[Dataset rows showing where objects appear]
.....

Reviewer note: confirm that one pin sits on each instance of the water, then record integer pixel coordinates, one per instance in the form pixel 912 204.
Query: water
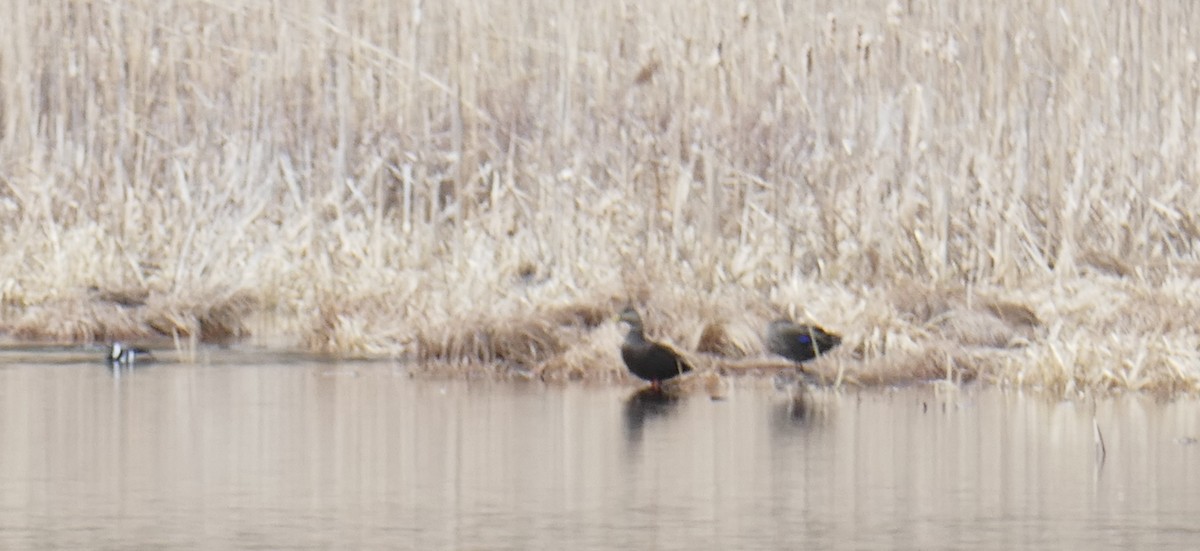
pixel 361 456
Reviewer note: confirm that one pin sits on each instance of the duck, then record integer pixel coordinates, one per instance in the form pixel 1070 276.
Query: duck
pixel 799 342
pixel 647 359
pixel 121 355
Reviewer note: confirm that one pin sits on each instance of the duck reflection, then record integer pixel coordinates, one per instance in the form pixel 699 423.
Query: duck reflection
pixel 803 408
pixel 645 405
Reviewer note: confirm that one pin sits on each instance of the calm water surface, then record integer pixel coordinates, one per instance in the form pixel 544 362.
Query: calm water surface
pixel 363 456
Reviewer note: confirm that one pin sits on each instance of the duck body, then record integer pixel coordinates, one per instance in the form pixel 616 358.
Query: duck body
pixel 121 355
pixel 647 359
pixel 799 342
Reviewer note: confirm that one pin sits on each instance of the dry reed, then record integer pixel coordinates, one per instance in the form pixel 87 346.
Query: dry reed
pixel 994 191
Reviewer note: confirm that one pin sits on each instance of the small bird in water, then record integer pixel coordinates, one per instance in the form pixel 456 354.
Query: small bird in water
pixel 647 359
pixel 121 355
pixel 799 342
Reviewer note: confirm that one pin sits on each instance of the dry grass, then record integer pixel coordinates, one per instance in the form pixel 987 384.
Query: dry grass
pixel 997 192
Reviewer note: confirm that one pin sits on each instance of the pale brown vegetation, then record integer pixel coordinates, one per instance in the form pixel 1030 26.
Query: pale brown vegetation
pixel 1003 192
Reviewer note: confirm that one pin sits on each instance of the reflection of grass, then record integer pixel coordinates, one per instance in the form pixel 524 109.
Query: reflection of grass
pixel 963 192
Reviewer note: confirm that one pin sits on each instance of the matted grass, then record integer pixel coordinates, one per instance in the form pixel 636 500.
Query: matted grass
pixel 964 191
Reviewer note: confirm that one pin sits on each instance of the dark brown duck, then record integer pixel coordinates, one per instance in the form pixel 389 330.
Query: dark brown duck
pixel 647 359
pixel 799 342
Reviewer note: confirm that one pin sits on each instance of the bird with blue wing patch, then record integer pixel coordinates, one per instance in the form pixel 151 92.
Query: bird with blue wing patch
pixel 799 342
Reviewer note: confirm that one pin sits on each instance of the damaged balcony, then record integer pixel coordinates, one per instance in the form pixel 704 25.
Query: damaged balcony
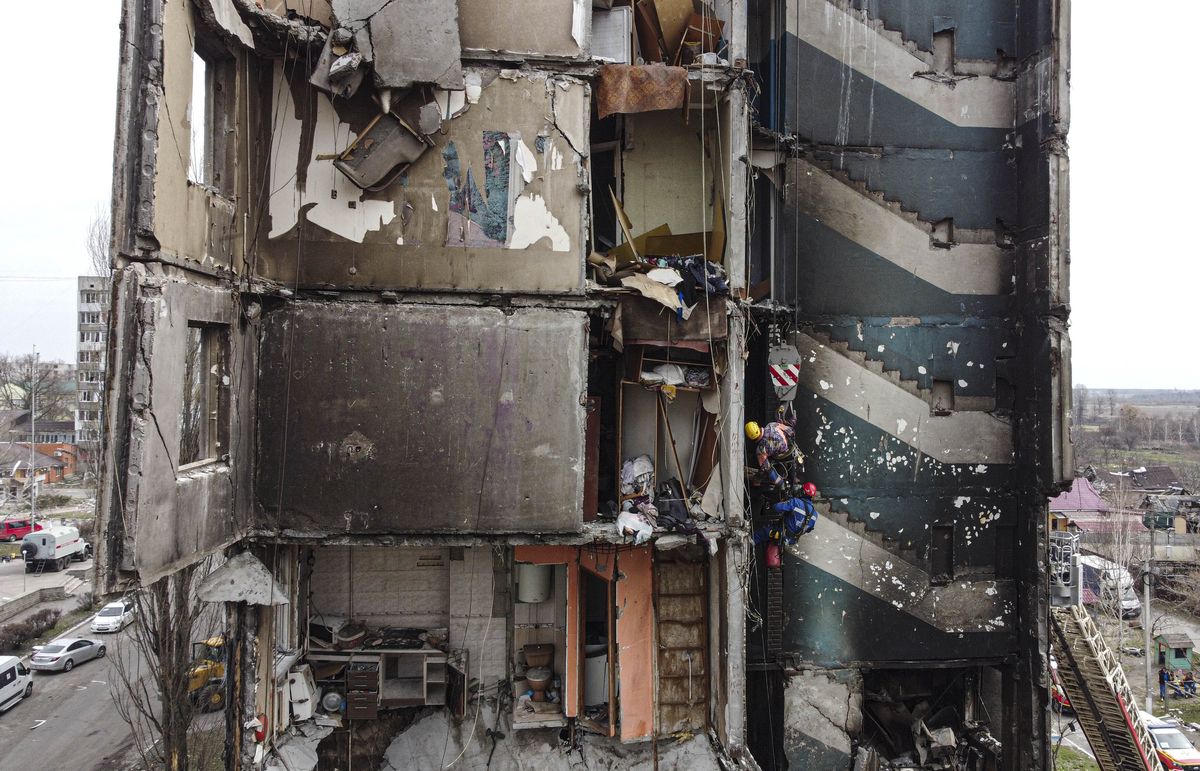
pixel 611 640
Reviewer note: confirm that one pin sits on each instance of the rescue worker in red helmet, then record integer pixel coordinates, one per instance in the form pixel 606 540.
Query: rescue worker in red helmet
pixel 798 517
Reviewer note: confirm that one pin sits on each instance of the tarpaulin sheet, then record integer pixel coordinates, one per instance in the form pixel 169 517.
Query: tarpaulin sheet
pixel 640 88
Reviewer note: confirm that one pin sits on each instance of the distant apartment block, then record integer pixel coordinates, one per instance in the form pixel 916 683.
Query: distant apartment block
pixel 90 346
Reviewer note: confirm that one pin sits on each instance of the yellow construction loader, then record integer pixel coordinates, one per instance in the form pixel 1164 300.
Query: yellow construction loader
pixel 205 676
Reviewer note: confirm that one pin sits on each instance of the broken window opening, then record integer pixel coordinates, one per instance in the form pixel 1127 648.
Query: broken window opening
pixel 941 554
pixel 394 627
pixel 210 114
pixel 598 692
pixel 942 398
pixel 540 645
pixel 198 169
pixel 203 410
pixel 933 716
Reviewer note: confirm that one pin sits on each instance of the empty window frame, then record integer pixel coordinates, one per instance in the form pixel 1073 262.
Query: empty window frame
pixel 941 554
pixel 210 115
pixel 203 414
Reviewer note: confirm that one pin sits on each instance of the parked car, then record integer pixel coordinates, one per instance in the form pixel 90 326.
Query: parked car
pixel 1110 586
pixel 114 616
pixel 1175 751
pixel 16 682
pixel 64 653
pixel 13 530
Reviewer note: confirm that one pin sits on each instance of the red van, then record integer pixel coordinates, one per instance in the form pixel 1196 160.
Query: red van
pixel 16 529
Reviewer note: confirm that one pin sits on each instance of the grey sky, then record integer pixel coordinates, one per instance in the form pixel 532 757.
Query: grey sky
pixel 58 171
pixel 1127 205
pixel 1134 281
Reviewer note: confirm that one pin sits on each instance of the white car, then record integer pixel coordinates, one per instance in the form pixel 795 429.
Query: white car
pixel 64 653
pixel 114 616
pixel 16 682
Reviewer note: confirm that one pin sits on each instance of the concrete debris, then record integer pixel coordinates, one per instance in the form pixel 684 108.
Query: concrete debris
pixel 381 153
pixel 343 82
pixel 409 42
pixel 468 745
pixel 298 749
pixel 243 579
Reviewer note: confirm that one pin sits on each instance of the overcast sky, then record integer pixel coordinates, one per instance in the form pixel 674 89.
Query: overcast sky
pixel 1134 278
pixel 58 172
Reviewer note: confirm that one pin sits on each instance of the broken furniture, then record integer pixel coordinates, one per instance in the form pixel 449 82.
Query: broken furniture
pixel 383 677
pixel 673 430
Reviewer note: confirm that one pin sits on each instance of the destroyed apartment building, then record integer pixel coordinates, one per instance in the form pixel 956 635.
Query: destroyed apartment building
pixel 439 323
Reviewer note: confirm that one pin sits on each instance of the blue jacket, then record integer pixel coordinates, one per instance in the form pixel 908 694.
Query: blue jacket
pixel 799 518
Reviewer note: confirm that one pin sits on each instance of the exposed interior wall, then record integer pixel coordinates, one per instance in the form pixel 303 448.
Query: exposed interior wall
pixel 192 223
pixel 636 641
pixel 381 411
pixel 667 175
pixel 403 234
pixel 393 586
pixel 479 614
pixel 573 662
pixel 180 515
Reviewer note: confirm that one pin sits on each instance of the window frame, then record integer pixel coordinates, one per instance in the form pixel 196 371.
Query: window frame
pixel 214 423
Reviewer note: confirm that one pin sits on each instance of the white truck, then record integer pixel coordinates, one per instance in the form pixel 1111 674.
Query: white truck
pixel 1110 586
pixel 55 548
pixel 16 682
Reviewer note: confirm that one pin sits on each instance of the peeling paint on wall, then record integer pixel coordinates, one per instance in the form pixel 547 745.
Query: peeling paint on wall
pixel 532 221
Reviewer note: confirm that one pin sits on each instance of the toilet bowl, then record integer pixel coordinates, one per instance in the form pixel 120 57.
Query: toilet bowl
pixel 539 655
pixel 539 679
pixel 539 658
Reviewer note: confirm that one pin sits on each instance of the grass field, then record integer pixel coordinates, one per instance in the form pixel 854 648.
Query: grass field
pixel 1069 759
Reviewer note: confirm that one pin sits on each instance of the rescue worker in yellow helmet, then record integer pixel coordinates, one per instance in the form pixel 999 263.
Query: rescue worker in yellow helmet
pixel 775 442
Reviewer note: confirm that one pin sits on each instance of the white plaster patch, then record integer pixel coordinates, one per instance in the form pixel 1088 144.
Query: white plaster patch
pixel 532 221
pixel 474 83
pixel 526 160
pixel 579 21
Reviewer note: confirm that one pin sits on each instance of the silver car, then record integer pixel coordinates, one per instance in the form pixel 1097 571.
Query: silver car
pixel 64 653
pixel 114 616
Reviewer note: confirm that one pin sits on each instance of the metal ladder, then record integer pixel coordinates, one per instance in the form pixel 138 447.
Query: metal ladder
pixel 1105 707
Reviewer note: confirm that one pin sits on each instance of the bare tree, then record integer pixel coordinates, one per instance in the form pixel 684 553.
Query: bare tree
pixel 22 377
pixel 100 243
pixel 151 692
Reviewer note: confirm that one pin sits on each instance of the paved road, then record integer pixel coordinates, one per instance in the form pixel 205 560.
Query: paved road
pixel 70 721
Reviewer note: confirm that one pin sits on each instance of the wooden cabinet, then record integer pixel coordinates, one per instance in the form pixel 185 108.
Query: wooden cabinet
pixel 387 679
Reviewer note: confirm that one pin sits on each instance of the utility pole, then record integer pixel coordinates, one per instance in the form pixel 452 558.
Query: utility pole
pixel 1146 577
pixel 33 442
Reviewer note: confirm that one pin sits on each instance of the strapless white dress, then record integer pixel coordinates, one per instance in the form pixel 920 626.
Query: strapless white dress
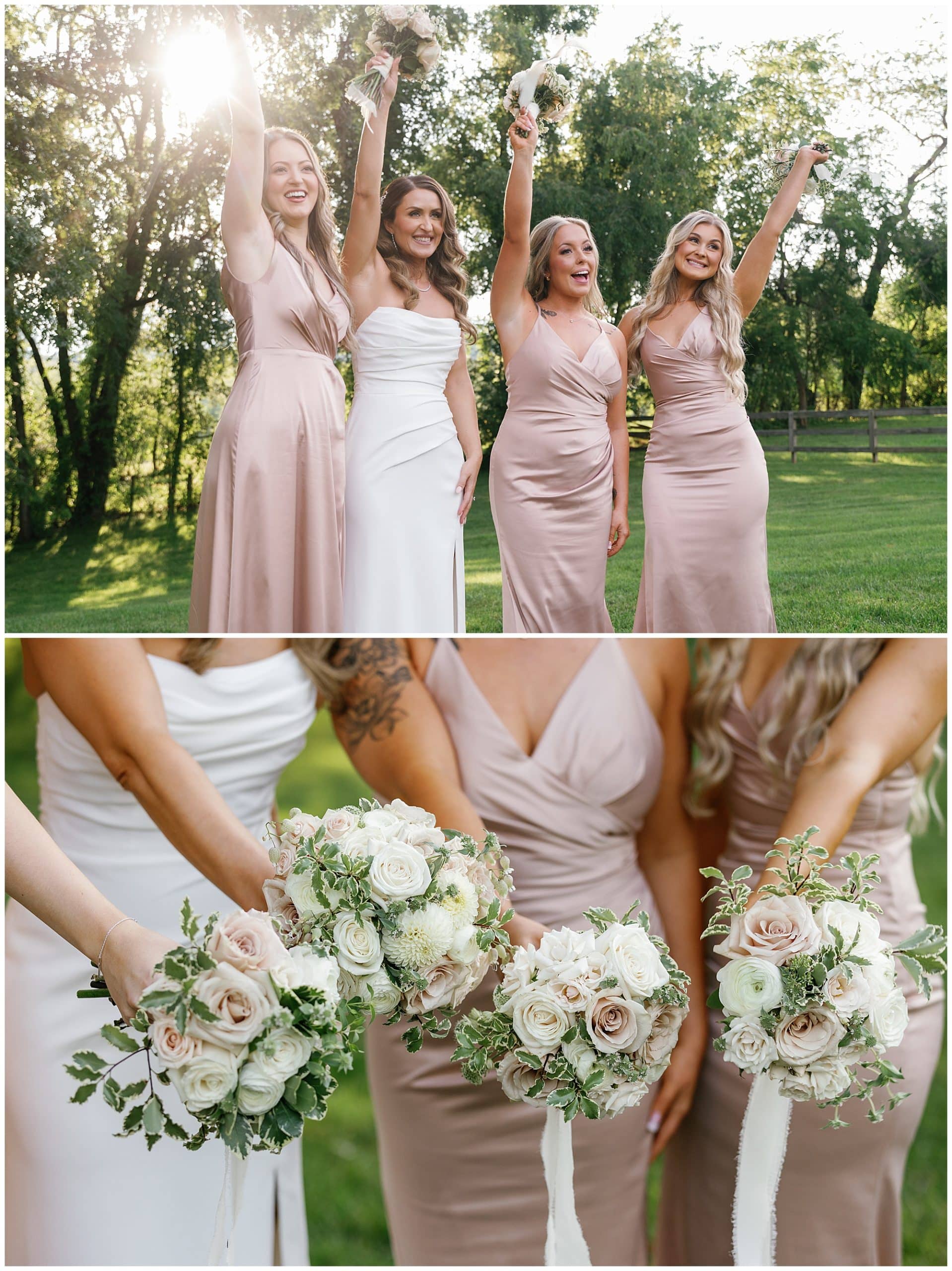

.....

Copy out the lines of the listing word for word, starting with the line that contains "pixel 138 447." and going on through the line that contains "pixel 1105 707", with both of those lines included.

Reviewer note: confirm that one pin sits on each instance of the metal ladder, then record integer pixel coordinates, one per instance in the form pixel 138 447.
Query: metal ladder
pixel 1105 707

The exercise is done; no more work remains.